Help Save The Seahorse By Stabbing At Your iPhone

Introducing iSeahorse, a citizen science project for the armored fish.

Barbours Seahorse

© Shedd Aquarium/Brenna Hernandez

Seahorses are awesome. They're covered in squishable armor that protects them from being crushed. They're one of the only fish species with a neck, as well as one of the few to swim upright. They push the pain of pregnancy and childbirth off on the males of the species. Plus, um, have you ever looked at one? Look at that majestic, almost-equine face!

Unfortunately, many seahorses also appear on the World Conservation Union's threatened species list, as a result of fishing and habitat destruction. Many species, though, are listed as "Data Deficient," meaning we don't know enough about their populations to figure out whether they're facing extinction or not. This is where citizen science can come in.

A new project called iSeahorse aims to bump up the number of people on the lookout for seahorses by allowing anyone—scientist, diver or beach-goer—to catalog any seahorse sightings they experience through an iPhone app and website. (Presumably, most divers would upload a sighting after getting out of the water. For the sake of the phone.)

Leafy Seadragon

© Shedd Aquarium/Brenna Hernandez

Around 13 million seahorses are sold around the world each year, either dead or alive. They get swept up in shrimp fishing nets and sold for use in traditional Chinese medicines. Some are sold as aquarium pets. Their habitats in coral reefs and seagrasses are being destroyed.

###

Tasks -
[1] Transcribe everything in the seahorse article from "Introducing iSeahorse, a" down to "can come in.".
[2] Answer these questions from the seahorse article:
(a) In seahorses, which sex takes on pregnancy and childbirth?
(b) Under which listing are many species placed when too little is known about their populations?
(c) About how many seahorses are sold around the world each year?

###

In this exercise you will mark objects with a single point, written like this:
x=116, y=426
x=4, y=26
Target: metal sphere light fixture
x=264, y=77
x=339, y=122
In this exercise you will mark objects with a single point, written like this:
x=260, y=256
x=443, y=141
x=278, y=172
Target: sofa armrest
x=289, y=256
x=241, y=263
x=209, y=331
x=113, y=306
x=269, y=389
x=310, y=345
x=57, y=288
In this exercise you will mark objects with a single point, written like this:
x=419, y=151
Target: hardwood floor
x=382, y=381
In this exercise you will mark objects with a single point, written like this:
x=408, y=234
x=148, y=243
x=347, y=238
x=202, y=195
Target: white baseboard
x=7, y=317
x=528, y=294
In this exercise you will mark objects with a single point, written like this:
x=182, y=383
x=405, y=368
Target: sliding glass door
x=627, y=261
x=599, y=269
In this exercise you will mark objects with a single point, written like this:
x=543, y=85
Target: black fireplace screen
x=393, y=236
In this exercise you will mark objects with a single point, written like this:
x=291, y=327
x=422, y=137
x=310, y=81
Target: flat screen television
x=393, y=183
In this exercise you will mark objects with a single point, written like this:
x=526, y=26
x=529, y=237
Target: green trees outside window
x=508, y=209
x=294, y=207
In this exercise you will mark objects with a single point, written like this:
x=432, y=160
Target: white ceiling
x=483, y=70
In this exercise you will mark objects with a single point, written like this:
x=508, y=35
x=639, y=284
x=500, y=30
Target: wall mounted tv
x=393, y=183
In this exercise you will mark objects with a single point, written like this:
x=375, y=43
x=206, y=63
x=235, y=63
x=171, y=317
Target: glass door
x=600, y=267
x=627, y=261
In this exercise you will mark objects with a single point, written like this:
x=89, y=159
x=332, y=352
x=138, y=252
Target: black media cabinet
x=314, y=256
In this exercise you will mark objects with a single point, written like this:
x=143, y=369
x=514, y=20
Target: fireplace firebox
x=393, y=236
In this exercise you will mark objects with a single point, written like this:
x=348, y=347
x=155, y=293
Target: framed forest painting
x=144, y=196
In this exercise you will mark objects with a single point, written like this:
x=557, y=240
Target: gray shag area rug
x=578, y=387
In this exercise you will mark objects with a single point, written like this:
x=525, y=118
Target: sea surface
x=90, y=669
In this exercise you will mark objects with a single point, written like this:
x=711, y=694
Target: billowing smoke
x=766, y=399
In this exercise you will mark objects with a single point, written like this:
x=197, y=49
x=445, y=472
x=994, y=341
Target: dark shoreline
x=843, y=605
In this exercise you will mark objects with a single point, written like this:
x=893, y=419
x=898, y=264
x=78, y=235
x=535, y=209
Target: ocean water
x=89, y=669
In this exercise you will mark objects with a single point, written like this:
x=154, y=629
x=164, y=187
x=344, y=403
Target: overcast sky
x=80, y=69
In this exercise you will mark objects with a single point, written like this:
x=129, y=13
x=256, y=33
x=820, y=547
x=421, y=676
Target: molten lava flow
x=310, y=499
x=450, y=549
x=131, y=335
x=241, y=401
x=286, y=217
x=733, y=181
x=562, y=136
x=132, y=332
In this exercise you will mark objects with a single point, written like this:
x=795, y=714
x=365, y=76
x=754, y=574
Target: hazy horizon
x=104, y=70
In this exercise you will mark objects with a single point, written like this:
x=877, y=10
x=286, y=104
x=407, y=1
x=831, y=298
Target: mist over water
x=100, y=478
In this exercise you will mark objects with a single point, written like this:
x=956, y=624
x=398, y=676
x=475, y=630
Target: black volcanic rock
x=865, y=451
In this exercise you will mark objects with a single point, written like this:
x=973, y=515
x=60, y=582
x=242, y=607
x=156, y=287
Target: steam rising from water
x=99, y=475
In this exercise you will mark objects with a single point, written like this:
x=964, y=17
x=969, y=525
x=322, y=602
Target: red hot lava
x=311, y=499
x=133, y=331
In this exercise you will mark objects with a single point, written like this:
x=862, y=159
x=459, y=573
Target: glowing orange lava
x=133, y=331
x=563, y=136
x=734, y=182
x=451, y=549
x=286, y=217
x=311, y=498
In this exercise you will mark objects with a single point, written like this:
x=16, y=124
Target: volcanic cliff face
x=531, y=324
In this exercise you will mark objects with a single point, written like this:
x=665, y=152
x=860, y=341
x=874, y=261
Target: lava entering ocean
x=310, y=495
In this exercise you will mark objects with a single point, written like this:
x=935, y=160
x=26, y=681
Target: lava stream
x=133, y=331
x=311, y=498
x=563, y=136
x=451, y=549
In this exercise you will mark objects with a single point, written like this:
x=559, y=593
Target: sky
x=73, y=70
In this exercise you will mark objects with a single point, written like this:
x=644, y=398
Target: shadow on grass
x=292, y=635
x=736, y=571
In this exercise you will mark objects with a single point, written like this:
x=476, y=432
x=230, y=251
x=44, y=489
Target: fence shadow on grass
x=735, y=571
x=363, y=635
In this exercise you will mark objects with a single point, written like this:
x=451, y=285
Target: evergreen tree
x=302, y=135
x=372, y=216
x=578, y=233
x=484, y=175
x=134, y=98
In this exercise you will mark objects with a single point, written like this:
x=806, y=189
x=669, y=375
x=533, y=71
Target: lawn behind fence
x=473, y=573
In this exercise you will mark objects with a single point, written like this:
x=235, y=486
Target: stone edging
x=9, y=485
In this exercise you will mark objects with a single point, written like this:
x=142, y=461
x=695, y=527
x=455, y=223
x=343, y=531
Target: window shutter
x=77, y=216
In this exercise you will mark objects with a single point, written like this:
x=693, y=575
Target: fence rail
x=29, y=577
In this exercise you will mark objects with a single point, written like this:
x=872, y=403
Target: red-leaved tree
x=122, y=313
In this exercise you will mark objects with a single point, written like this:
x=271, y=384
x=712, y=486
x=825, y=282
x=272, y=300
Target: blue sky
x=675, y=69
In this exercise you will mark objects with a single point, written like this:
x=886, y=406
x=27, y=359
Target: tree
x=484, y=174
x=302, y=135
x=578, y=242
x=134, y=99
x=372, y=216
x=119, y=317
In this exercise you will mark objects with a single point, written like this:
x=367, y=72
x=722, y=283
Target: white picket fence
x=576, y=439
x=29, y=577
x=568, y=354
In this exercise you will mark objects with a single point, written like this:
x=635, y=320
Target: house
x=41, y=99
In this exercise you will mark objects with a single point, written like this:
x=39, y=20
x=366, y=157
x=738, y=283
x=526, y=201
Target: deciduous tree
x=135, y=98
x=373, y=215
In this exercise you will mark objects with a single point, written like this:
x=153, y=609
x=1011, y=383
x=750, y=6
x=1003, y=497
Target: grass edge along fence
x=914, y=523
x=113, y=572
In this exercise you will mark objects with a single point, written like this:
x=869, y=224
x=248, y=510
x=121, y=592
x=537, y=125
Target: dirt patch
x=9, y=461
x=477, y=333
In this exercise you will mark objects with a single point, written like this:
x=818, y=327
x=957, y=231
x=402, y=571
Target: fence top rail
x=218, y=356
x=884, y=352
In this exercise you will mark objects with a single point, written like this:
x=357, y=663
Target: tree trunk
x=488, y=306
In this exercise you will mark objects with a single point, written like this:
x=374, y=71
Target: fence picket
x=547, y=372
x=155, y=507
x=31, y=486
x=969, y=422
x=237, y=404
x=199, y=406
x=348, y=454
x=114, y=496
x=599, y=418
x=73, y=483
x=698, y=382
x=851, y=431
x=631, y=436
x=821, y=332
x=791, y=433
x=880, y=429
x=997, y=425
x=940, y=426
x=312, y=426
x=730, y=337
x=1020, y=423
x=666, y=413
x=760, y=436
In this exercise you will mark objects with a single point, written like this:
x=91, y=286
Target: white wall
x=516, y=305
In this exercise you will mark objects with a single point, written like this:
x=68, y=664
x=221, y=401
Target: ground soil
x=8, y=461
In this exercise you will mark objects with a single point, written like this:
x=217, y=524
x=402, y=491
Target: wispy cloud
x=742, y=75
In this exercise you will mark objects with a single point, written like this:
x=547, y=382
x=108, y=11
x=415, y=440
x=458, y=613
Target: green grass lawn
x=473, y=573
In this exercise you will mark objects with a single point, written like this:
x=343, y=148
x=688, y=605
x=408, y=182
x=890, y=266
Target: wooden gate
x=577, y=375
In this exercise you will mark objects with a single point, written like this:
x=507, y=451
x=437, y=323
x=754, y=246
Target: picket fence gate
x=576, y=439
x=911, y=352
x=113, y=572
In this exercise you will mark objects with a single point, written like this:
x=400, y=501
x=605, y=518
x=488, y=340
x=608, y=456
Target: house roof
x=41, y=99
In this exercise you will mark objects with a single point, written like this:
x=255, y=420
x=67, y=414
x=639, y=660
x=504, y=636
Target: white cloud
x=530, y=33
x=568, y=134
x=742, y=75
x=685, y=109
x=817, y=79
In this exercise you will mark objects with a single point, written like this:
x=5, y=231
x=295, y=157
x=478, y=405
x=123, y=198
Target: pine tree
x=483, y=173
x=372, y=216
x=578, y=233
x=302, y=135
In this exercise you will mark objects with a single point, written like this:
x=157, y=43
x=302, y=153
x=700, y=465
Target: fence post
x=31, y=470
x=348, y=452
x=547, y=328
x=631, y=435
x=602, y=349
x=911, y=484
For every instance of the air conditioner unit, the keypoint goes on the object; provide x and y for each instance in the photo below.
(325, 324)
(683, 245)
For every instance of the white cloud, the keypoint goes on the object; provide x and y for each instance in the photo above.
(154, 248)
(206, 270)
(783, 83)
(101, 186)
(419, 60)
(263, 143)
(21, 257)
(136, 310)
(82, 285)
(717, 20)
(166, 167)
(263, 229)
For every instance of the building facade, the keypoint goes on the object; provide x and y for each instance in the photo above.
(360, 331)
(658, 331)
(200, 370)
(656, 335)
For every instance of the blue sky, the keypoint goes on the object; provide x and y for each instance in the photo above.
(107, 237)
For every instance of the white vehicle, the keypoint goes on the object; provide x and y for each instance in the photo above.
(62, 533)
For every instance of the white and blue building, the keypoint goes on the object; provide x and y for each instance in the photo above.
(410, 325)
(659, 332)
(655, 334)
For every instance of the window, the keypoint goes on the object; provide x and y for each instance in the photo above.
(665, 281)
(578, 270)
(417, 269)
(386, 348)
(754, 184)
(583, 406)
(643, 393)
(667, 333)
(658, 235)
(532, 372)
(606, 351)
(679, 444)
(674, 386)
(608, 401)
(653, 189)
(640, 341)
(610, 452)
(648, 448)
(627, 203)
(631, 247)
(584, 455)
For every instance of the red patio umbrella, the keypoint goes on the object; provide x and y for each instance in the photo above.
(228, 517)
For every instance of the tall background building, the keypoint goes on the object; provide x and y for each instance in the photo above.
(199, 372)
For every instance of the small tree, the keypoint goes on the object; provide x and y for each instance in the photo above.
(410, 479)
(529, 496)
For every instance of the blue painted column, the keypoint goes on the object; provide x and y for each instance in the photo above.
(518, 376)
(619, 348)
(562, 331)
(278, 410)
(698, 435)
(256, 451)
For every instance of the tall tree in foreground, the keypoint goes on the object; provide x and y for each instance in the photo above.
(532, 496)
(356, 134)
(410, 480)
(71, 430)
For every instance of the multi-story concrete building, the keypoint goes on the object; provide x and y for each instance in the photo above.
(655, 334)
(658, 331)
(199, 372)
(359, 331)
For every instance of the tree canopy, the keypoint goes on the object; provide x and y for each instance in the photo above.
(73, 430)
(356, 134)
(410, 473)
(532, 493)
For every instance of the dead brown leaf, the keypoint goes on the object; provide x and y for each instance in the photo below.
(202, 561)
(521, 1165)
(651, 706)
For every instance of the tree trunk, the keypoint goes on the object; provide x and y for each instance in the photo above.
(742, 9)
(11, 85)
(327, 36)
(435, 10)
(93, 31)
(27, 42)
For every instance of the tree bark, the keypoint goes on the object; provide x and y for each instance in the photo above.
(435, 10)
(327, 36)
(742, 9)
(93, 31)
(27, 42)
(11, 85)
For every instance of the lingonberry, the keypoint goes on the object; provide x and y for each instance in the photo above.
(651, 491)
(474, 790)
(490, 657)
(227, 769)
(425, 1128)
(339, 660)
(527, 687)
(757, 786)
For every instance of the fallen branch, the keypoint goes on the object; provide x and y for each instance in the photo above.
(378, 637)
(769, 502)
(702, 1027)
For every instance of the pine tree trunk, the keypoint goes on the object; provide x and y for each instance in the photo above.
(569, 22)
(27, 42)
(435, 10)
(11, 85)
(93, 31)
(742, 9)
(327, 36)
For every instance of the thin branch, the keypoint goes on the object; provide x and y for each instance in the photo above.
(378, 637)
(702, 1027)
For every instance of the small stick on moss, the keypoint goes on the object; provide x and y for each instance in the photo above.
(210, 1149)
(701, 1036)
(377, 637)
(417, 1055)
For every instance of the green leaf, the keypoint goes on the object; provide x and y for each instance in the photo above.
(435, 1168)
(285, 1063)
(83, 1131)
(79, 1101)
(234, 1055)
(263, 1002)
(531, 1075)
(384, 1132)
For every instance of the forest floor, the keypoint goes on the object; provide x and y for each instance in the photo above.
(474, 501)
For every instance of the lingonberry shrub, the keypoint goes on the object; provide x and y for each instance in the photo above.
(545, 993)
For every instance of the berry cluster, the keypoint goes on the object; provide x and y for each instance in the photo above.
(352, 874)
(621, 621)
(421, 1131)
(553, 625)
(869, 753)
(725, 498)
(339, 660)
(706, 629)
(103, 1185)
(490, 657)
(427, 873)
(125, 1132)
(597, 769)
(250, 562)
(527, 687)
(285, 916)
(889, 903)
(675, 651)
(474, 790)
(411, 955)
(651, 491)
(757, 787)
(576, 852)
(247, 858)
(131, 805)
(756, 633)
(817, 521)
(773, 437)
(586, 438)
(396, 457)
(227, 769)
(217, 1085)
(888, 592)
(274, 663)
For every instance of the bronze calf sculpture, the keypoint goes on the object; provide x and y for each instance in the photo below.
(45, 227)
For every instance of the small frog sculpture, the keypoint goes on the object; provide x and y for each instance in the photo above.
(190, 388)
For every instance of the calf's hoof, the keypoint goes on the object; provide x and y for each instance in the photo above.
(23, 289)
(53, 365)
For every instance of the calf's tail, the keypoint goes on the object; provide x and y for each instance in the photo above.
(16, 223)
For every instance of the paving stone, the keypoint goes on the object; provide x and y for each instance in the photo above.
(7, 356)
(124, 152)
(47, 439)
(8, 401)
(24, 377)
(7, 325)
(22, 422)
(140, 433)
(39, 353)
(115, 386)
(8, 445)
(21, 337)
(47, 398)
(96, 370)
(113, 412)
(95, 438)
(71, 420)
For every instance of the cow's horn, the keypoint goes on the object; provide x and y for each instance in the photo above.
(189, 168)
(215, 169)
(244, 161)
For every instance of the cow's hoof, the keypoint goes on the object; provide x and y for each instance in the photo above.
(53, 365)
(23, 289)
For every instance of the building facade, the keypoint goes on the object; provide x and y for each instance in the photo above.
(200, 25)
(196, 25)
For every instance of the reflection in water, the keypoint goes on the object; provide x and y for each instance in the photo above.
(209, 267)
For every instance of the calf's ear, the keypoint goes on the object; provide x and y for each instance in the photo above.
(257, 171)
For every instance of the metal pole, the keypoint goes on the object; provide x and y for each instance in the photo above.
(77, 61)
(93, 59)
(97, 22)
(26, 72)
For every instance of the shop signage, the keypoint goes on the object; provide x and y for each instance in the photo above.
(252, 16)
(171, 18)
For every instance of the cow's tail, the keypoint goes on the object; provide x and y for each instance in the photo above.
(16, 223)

###

Task responses -
[1]
Introducing iSeahorse, a citizen science project for the armored fish.

Barbours Seahorse

© Shedd Aquarium/Brenna Hernandez

Seahorses are awesome. They're covered in squishable armor that protects them from being crushed. They're one of the only fish species with a neck, as well as one of the few to swim upright. They push the pain of pregnancy and childbirth off on the males of the species. Plus, um, have you ever looked at one? Look at that majestic, almost-equine face!

Unfortunately, many seahorses also appear on the World Conservation Union's threatened species list, as a result of fishing and habitat destruction. Many species, though, are listed as "Data Deficient," meaning we don't know enough about their populations to figure out whether they're facing extinction or not. This is where citizen science can come in.

[2]
(a) The males.
(b) "Data Deficient."
(c) Around 13 million.